__Natural language region descriptions__.
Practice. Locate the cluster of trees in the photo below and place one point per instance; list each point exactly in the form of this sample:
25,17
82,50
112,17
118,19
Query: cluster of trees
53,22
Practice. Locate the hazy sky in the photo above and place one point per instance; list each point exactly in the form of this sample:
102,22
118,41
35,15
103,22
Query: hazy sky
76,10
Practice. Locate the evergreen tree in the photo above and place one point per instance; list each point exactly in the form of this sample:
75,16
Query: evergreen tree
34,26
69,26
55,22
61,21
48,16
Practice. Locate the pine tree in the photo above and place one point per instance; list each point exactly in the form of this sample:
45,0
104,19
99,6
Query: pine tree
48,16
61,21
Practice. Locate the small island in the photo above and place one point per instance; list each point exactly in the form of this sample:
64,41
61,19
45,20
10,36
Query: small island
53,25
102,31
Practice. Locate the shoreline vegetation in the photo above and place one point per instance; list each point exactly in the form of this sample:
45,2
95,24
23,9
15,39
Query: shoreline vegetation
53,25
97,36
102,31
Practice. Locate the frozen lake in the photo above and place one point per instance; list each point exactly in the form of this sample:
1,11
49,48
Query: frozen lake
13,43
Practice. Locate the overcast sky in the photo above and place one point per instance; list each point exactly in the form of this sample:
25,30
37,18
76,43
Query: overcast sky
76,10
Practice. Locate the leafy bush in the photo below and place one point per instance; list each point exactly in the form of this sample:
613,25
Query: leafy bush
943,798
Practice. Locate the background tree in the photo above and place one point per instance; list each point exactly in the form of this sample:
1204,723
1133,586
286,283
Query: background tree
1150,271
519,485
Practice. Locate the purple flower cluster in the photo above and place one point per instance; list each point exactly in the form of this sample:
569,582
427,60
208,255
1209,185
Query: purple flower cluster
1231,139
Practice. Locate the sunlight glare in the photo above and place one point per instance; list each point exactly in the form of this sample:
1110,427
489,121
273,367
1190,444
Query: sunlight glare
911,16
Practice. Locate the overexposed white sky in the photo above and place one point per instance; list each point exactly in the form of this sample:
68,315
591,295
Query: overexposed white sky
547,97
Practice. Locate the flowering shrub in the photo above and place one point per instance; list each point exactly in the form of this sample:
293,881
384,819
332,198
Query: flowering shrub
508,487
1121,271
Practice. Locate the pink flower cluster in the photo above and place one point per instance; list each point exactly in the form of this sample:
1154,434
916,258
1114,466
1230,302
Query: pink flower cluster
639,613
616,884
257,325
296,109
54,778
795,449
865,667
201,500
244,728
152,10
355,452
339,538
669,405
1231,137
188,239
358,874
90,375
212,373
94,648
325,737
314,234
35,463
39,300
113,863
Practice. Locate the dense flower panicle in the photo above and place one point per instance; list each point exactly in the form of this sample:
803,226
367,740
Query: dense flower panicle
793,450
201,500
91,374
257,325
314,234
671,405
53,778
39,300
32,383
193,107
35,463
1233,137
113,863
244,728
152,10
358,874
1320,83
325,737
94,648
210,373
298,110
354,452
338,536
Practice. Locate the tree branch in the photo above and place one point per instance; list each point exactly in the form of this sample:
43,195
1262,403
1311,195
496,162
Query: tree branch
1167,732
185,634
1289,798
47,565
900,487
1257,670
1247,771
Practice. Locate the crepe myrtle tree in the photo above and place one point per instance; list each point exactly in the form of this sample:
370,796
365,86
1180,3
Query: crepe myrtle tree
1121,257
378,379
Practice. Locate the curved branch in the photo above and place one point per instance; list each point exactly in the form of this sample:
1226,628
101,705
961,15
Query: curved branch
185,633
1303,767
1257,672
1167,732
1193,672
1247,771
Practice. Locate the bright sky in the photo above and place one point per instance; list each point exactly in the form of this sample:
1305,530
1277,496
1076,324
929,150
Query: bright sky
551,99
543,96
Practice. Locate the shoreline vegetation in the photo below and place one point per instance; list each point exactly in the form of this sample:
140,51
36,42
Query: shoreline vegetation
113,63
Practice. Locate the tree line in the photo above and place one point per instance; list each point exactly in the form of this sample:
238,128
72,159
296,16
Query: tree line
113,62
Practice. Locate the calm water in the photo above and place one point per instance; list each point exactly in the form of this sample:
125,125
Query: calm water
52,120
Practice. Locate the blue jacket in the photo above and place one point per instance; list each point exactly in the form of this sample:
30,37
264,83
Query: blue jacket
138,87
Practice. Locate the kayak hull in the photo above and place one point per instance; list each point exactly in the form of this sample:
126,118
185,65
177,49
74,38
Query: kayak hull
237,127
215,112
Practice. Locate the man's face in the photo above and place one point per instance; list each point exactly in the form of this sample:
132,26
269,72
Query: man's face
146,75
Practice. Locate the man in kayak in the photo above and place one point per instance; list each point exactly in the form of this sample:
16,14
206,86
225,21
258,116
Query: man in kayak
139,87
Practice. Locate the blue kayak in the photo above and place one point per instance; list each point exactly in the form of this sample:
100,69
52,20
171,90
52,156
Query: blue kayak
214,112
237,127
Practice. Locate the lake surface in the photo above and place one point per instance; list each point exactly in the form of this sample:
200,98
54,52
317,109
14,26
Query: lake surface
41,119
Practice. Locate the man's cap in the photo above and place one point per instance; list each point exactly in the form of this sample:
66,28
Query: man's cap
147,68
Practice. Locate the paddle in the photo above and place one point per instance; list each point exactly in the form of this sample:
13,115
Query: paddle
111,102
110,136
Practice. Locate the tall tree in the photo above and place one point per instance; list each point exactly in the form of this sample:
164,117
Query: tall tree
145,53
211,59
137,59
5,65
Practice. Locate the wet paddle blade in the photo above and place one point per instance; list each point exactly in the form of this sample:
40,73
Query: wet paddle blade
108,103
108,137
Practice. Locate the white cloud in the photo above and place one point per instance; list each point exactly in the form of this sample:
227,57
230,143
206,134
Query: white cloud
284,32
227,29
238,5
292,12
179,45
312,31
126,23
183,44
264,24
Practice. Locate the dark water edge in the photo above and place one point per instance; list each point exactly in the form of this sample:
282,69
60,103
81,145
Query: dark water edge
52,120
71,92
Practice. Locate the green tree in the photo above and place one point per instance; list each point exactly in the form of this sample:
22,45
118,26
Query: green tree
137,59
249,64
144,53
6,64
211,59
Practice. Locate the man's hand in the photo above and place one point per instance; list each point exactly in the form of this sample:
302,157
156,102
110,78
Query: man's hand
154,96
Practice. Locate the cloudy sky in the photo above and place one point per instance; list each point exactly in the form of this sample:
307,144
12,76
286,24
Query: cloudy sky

__WHAT IS EXPECTED__. Your answer should be a single number, namely how many lines of the data above hold "below".

__TASK ANSWER__. 3